↓↓↓

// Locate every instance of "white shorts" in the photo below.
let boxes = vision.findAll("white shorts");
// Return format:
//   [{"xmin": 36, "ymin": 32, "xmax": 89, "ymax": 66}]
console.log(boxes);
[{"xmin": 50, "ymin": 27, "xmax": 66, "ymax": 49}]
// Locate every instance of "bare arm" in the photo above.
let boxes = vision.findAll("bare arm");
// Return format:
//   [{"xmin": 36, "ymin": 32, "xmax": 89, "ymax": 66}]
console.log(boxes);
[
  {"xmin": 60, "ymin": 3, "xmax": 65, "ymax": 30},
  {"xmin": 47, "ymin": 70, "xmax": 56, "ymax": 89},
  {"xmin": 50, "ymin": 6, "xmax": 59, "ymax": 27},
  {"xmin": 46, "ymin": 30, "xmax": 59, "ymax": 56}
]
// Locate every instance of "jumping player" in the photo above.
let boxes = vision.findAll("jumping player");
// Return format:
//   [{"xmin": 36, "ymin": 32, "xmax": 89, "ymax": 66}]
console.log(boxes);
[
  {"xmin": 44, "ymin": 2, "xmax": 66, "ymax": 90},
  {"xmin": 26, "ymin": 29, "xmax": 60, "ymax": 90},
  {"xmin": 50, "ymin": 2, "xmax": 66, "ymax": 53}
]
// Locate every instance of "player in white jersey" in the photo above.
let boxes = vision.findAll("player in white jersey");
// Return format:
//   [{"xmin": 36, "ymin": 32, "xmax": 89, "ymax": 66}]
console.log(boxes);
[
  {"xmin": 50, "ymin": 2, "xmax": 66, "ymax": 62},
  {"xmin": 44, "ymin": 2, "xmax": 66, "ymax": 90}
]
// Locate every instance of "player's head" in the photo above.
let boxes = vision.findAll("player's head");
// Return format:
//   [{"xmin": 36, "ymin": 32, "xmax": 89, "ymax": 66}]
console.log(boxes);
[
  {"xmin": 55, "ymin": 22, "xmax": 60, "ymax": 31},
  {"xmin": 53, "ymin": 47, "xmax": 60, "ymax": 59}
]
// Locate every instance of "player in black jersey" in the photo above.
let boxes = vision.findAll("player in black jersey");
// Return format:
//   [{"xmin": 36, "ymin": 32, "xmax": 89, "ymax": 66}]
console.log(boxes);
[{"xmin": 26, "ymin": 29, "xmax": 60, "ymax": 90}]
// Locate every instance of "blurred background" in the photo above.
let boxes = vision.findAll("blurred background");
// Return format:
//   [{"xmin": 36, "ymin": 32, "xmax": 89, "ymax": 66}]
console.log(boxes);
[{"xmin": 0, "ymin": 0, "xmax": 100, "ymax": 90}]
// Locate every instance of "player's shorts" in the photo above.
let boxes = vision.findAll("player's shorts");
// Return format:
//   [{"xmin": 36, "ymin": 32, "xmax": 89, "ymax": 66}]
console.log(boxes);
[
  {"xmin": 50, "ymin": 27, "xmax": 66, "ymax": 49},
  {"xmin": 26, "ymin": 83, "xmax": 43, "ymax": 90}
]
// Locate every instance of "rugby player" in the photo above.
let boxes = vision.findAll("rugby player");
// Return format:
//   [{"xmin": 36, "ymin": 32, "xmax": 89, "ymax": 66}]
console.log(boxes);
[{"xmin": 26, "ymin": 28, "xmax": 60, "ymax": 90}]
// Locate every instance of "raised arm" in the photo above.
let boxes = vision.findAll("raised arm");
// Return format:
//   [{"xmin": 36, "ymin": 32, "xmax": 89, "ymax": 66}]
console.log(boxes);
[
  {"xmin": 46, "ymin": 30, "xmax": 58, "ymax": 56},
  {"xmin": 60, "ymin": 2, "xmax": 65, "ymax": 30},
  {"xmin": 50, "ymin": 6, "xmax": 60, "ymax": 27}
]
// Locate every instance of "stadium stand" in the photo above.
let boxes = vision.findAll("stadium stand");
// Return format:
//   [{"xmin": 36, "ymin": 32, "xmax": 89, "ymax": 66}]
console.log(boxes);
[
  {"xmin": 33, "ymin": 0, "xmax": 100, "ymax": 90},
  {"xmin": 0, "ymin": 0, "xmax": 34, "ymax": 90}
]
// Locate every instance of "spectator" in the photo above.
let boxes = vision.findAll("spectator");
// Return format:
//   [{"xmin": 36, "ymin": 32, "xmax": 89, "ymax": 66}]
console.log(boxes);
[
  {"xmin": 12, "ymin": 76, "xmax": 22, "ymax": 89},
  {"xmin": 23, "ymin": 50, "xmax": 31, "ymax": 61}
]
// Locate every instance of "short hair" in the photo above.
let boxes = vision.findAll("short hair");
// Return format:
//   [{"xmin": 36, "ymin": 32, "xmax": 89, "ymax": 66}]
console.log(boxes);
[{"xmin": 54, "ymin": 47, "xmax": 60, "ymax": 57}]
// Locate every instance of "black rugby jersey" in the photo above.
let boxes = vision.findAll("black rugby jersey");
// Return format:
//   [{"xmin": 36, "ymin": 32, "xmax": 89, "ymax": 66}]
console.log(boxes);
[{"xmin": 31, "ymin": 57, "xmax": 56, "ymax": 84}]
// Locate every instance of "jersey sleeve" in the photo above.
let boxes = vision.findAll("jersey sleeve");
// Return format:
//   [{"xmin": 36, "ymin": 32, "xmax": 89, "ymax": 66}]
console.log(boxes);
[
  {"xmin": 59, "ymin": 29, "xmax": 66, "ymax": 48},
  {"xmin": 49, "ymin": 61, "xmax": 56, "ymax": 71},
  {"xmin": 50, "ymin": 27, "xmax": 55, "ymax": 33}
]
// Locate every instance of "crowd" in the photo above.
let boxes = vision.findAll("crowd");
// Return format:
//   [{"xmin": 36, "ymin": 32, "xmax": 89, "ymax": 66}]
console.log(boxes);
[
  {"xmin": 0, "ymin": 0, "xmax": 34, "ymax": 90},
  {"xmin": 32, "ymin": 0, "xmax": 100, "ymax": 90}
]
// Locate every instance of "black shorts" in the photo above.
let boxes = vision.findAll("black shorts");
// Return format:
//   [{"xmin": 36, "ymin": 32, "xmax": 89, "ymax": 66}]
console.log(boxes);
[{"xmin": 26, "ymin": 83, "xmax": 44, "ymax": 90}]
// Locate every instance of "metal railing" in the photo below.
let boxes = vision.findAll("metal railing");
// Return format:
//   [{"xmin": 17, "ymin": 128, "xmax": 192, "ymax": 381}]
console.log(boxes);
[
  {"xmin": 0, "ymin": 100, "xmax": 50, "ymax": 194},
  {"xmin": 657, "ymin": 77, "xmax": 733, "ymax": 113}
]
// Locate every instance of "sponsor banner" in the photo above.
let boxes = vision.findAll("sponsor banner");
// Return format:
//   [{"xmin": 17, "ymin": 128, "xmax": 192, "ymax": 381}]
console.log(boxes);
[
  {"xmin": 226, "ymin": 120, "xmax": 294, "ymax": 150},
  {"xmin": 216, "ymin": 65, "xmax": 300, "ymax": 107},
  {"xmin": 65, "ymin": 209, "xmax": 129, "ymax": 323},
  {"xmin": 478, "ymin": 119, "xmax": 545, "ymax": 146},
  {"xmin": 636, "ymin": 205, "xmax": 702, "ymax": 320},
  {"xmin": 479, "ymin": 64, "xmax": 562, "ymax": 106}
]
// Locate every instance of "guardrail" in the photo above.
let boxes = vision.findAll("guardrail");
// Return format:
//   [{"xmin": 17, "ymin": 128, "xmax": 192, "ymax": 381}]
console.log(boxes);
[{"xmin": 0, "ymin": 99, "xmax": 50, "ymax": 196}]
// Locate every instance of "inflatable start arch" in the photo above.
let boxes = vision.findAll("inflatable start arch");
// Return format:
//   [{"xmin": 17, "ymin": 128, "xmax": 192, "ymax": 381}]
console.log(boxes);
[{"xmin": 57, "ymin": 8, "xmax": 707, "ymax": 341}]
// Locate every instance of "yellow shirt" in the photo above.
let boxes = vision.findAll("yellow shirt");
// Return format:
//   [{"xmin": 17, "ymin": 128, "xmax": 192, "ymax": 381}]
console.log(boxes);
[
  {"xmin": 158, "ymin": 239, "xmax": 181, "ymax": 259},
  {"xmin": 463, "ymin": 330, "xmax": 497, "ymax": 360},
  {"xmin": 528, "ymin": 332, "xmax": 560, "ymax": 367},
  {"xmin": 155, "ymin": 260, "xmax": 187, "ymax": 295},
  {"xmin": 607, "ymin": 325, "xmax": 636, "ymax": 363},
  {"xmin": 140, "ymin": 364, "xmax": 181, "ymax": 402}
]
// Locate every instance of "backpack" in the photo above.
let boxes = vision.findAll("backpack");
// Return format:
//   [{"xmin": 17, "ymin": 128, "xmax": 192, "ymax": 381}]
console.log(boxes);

↑↑↑

● **EXERCISE TASK**:
How many lines of the listing above contain the string "stand"? Reply with the number alone.

● **THE SOLUTION**:
2